= Problem set =
A. Can you condense the paragraph beginning "Viewing geopolitics through the lens of oil" in the excerpt on walking and oil conflicts into a short list of its main facts?
B. Could you write what comes next in the excerpt on walking and oil conflicts, picking up after its final sentence?

Now, we've discussed the benefits of walking (both for the walker and for the neighborhood itself). But one thing Alan has discovered is that there's a paucity of good information tools for walkers, even here in tech-friendly Seattle...

The Oil Drum has an interesting post by Dave on "Sudan, Chad, Oil and Genocide" - an examination of what seems to be an increasingly common trend - resource wars over oil.
Viewing geopolitics through the lens of oil is not always right, but as Michael Klare's book Blood And Oil makes clear, there is often a connection. A good case can be laid out that Chad and the Sudan are in turmoil right now over oil and who controls it. Another case can be laid out that the cause of the Genocide in Darfur has it's root causes not only in ancient ethnic/tribal and religious rivalries that have been going on since Sudan's independence in the 1950's, but also has most recently been exacerbated in disputes over who will control the oil in the regions. This genocide is being carried out by the Janjaweed militias supported by the Sunni Muslim government of Sudan based in Khartoum against the Christian and indigenous Africans of the Darfur provinces. First, we'll start with a map of the region to get everyone situated...

[Natural language descriptions of regions]

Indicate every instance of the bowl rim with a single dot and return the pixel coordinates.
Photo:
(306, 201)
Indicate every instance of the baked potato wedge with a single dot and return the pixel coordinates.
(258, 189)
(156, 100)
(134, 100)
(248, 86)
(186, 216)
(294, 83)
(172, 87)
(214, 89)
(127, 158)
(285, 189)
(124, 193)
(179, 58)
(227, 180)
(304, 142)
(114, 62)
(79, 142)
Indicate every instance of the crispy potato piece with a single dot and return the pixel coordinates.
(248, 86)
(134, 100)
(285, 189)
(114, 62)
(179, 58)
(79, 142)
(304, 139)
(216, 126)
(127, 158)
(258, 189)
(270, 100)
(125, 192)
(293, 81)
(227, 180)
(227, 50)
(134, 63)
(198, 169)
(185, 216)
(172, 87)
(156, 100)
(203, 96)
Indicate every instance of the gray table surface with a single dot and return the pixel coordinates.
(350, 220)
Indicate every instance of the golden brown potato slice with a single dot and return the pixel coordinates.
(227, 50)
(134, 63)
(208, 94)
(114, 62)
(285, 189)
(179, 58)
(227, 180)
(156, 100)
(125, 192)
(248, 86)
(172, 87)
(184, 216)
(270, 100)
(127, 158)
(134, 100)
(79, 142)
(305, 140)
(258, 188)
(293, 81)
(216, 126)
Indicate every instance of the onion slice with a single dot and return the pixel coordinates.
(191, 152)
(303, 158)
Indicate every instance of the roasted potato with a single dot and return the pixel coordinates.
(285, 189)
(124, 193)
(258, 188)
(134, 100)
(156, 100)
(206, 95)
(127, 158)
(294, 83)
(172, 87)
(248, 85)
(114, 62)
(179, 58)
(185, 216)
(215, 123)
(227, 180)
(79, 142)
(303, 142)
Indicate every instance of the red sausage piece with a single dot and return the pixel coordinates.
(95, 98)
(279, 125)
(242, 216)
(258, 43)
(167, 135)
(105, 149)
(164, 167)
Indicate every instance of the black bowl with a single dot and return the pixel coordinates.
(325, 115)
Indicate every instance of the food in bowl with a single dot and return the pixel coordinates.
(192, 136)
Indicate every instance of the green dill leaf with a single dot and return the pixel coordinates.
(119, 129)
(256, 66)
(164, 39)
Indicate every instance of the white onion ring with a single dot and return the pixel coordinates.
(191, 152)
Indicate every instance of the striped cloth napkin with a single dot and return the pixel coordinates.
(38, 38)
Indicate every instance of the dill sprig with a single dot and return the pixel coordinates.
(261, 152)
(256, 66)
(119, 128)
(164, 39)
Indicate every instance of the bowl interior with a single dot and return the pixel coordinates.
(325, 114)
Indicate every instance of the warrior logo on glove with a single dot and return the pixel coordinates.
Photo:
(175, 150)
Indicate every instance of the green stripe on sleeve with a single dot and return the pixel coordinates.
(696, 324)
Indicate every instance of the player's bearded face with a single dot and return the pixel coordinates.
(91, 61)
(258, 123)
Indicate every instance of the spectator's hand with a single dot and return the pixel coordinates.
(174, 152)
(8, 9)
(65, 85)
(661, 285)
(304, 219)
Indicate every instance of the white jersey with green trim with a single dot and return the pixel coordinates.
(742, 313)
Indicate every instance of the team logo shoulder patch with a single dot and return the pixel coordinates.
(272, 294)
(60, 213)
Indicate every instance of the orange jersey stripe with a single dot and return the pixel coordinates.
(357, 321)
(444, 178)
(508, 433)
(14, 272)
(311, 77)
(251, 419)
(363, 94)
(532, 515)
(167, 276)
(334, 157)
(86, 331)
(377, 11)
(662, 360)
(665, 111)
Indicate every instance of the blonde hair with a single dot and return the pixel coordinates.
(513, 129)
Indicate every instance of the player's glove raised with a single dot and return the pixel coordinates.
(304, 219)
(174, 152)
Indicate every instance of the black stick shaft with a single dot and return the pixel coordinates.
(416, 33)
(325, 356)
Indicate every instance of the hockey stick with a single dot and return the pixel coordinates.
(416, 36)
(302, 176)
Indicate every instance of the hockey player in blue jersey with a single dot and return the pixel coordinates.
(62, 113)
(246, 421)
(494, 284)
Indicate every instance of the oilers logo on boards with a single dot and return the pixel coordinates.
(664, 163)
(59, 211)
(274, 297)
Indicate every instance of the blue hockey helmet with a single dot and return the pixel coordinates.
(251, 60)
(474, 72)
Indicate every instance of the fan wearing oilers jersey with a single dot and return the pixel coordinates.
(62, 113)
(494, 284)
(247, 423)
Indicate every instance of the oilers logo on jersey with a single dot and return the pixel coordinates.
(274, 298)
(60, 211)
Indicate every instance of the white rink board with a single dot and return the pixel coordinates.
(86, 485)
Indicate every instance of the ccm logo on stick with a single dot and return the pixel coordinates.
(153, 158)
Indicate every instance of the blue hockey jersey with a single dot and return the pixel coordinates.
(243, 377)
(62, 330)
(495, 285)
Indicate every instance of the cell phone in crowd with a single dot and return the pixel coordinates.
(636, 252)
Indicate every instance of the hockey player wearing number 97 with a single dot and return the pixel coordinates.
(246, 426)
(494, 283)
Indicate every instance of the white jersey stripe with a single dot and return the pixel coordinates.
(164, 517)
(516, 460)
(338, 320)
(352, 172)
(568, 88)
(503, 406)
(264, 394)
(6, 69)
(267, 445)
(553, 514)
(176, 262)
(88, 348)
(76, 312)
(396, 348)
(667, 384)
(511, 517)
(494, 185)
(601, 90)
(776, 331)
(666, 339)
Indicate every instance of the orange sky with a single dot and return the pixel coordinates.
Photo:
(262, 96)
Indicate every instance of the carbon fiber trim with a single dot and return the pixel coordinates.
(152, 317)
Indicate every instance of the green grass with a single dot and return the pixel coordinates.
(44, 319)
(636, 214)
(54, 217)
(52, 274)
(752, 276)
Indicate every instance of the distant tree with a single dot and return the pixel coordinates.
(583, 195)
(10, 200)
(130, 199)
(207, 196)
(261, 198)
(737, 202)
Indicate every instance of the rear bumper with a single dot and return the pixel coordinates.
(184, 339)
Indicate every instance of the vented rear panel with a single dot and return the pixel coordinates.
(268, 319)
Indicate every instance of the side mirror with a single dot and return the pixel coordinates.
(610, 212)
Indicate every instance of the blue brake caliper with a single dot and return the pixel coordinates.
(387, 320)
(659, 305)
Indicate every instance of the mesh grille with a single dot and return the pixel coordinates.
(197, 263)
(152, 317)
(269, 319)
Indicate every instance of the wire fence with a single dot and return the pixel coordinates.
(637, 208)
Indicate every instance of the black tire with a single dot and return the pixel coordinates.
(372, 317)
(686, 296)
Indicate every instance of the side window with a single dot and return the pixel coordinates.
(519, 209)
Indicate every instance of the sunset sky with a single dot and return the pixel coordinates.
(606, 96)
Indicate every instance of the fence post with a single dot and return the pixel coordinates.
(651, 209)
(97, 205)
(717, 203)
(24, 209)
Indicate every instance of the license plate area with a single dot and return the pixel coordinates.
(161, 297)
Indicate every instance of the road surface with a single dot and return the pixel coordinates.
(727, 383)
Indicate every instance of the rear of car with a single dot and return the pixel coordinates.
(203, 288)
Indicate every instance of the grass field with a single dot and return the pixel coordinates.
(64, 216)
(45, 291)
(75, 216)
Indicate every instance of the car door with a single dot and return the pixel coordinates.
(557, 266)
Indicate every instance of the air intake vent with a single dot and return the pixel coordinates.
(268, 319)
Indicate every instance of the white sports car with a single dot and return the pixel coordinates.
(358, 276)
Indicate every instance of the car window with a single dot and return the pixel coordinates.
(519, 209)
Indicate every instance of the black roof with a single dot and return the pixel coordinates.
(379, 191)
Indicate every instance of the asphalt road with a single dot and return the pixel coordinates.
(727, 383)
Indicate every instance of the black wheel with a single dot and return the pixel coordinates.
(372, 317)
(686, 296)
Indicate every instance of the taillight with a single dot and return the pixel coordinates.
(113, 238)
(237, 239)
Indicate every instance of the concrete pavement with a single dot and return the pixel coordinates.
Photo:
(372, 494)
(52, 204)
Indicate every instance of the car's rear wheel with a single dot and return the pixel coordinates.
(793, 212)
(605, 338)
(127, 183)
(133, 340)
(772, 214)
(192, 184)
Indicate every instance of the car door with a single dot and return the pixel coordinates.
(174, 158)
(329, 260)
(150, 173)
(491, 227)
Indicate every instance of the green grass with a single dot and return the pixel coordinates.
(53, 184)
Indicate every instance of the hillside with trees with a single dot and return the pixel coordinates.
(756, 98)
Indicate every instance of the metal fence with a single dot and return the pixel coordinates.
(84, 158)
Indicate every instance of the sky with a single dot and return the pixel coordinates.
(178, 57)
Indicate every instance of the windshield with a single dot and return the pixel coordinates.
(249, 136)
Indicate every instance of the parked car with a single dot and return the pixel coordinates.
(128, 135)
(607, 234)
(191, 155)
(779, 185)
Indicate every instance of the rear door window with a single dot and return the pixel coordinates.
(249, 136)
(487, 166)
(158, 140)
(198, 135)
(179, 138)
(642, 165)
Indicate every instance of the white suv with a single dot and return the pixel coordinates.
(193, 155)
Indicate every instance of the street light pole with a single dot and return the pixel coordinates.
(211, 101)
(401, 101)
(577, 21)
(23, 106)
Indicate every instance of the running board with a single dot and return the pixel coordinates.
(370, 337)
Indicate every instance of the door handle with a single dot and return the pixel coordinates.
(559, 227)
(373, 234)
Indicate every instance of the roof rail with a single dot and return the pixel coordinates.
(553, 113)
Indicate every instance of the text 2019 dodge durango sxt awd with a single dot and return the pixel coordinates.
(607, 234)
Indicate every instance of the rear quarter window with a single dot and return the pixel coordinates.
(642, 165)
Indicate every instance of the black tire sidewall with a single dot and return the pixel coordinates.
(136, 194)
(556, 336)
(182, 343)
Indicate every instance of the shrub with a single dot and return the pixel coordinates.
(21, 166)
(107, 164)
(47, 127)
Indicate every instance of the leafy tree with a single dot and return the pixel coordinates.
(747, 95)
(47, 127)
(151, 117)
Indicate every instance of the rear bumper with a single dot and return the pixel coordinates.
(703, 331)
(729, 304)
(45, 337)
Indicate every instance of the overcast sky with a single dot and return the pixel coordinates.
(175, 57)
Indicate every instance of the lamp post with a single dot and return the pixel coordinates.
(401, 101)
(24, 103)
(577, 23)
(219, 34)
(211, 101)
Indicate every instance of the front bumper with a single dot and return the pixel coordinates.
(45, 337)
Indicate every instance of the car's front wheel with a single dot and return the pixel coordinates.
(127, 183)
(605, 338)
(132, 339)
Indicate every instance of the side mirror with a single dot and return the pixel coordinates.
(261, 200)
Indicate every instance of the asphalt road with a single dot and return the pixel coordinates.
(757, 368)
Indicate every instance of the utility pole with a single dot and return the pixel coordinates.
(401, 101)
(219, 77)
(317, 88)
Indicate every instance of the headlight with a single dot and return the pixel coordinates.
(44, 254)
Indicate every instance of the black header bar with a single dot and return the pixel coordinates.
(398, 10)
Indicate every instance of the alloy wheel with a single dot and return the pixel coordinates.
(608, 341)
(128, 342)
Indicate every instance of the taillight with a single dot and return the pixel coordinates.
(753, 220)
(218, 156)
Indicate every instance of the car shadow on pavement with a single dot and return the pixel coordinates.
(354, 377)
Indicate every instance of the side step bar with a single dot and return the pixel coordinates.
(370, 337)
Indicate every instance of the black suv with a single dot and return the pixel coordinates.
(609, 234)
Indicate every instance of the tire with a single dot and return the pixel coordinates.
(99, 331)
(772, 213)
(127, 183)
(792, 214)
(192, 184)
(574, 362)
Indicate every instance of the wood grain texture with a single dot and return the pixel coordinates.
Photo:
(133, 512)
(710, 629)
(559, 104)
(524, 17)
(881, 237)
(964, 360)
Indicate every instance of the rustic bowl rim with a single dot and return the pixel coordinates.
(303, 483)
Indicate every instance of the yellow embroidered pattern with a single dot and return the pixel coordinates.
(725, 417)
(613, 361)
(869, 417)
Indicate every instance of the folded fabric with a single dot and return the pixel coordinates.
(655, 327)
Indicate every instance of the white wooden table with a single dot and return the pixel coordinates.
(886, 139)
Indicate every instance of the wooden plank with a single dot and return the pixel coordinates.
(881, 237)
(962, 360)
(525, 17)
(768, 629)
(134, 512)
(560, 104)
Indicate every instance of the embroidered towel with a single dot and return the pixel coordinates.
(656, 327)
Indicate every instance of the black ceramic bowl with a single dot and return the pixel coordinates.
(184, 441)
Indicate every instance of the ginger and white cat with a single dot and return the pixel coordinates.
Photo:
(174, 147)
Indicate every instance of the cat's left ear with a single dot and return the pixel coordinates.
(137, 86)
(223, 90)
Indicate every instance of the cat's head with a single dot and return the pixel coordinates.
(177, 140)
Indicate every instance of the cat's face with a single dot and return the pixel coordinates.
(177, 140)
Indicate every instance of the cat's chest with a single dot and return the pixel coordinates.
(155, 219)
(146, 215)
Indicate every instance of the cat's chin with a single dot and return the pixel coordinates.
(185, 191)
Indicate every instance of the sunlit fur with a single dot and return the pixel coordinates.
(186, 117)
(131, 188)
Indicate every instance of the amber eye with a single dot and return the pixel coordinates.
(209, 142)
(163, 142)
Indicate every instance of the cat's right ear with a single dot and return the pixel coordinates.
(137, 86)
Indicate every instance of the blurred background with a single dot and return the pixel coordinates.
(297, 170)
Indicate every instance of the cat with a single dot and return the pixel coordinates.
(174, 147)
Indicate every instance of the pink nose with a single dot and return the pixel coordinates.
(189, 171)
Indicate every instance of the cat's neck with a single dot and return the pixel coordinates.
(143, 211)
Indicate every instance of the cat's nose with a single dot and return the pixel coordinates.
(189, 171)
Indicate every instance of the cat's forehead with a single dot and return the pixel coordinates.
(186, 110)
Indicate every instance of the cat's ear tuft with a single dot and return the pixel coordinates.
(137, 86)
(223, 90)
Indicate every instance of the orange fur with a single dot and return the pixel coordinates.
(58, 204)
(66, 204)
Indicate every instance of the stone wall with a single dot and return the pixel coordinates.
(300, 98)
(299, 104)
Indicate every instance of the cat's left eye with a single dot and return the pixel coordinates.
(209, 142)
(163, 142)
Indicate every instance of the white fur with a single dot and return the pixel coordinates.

= Answers to this exercise =
A.
- Viewing geopolitics through oil is not always right, but Michael Klare's book Blood And Oil shows there is often a connection.
- A good case can be made that Chad and Sudan are in turmoil over oil and who controls it.
- The Darfur genocide is rooted in ethnic/tribal and religious rivalries ongoing since Sudan's independence in the 1950s and has recently been made worse by disputes over who will control the region's oil.
- Janjaweed militias, backed by Sudan's Sunni Muslim government in Khartoum, are carrying out the genocide against the Christian and indigenous Africans of the Darfur provinces.
- The post starts with a map of the region.

B.
The latest "Peak Oil Passnotes" from Resource Investor also takes a look at Chad.
Nigeria is getting close to a basket case, witness the emails sent by the Delta militias last week saying any Shell teams going back to the attacked platforms "would be executed." The Militia's sent the emails because they were watching events, most likely on CNBC, at the Seventh International Oil Summit in Paris. There a Shell executive said they hoped to resume work in the delta this week. Put it this way, they did not. Isn't the internet great?

Then we have another madman President Idriss Deby of Chad. Unfortunately for the Chadians, who are the 167th richest nation on earth out of 175 measured by the U.N., they found over 1 billion barrels of oil in the south of the country in the Doba region.

Deby has brutalised, executed, tortured, massacred and more since he came to power in 1990. Of course as he allows Exxon, Chevron and Petronas into the country to run the $3.7 billion Chad-Cameroon pipeline he is not overthrown. Not even remotely. Instead he was lavished with World Bank loans and secretive deals that pretended to divert some of the revenues to the people. But even that was too much for Deby, he scrapped that to send more money to the army, to basically save his backside.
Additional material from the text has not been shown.